Tens of millions of world’s migrant workers might face extended unemployment and poverty due to the pandemic. Meanwhile, coronavirus has destroyed newspapers’ business models and how effective is telemedicine.

ThePrint brings you the most important global stories on the coronavirus pandemic and why they matter.  

Tens of millions of migrant workers face unemployment and poverty

According to the International Labour Organisation (ILO), tens of millions of migrants workers who have lost their jobs during the pandemic are likely to remain unemployed and fall into poverty.

Furthermore, as lockdowns ease across several countries, most of the world’s estimated 164 million international migrant workers could be asked to return to their home countries, which are already dealing with rising unemployment and falling remittances, reports the Financial Times.

“ILO officials, who have conducted informal research in more than 20 countries, said about 500,000 migrant workers had already returned from India to Nepal, with a similar number expected to follow from the Middle East and Malaysia. India itself has repatriated around 220,000 workers, mostly from the Gulf states,” notes the report.

“Around 250,000 migrant workers had returned to Bangladesh, more than 100,000 to Myanmar, and Ethiopian authorities expected up to 500,000 nationals to return by the end of the year, the ILO said. Around 50,000 migrant workers have already returned to the Philippines — most of them seafarers, as well as some domestic workers — but the government expects much larger numbers to return by the end of the year,” it adds.

From China to Germany, the world is learning to live with the virus

As most countries look towards easing lockdown restrictions, some of them also face increasing risks of a second wave of infections. However, the governments and residents are no longer asking for another lockdown, instead the world is getting used to living with the novel coronavirus, according to a report in The New York Times.

“Around the world, governments that had appeared to tame the coronavirus are adjusting to the reality that the disease is here to stay. But in a shift away from damaging nationwide lockdowns, they are looking for targeted ways to find and stop outbreaks before they become third or fourth waves,” says the report.

“While the details differ, the strategies call for giving governments flexibility to tighten or ease as needed,” it adds.
=====
• [Work item]
Please answer these questions from the coronavirus roundup above.
1. How many international migrant workers are estimated to be in the world?
2. Around how many migrant workers had returned to Bangladesh?
3. Which newspaper reported that the world is getting used to living with the novel coronavirus?
=====
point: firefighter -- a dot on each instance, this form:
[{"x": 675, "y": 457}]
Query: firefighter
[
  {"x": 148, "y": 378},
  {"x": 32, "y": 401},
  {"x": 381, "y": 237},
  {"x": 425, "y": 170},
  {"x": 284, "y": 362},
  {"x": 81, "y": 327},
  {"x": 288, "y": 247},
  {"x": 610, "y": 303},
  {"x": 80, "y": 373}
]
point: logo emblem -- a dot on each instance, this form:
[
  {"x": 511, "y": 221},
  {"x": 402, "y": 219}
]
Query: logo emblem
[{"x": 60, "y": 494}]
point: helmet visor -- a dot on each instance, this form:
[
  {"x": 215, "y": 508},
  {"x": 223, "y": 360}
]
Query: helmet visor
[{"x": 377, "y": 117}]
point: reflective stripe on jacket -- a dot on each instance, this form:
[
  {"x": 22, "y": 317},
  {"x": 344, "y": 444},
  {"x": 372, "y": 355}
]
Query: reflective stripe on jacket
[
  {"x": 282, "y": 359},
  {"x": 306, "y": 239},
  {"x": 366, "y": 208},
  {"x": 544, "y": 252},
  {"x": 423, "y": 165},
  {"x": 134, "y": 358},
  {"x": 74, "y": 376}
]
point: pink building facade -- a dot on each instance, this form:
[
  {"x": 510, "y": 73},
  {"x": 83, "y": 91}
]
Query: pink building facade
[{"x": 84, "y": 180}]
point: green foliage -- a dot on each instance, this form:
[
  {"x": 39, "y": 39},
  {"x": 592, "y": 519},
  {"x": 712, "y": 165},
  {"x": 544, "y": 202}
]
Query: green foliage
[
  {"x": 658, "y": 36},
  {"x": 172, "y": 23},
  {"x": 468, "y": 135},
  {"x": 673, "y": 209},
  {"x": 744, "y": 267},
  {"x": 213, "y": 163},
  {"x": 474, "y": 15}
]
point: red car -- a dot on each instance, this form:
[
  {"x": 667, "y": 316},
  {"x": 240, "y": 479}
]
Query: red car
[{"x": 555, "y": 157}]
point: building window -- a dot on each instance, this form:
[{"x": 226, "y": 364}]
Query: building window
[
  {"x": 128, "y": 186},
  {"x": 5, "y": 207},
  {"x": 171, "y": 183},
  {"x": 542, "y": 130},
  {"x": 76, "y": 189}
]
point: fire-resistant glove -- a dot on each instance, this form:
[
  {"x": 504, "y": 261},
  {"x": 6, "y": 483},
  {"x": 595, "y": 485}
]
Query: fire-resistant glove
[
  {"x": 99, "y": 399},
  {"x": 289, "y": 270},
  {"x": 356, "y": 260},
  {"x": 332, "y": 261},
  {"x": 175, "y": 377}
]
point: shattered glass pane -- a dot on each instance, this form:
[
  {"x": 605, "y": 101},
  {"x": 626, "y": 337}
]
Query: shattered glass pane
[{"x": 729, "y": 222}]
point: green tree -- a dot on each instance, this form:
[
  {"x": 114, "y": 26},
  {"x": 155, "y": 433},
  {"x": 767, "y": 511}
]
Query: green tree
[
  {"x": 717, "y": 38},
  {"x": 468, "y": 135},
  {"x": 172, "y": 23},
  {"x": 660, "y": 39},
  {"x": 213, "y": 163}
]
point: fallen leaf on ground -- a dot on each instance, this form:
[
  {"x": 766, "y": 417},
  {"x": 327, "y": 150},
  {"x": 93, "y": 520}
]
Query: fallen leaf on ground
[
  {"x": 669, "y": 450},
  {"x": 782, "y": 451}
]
=====
• [Answer area]
1. About 164 million.
2. Around 250,000.
3. The New York Times.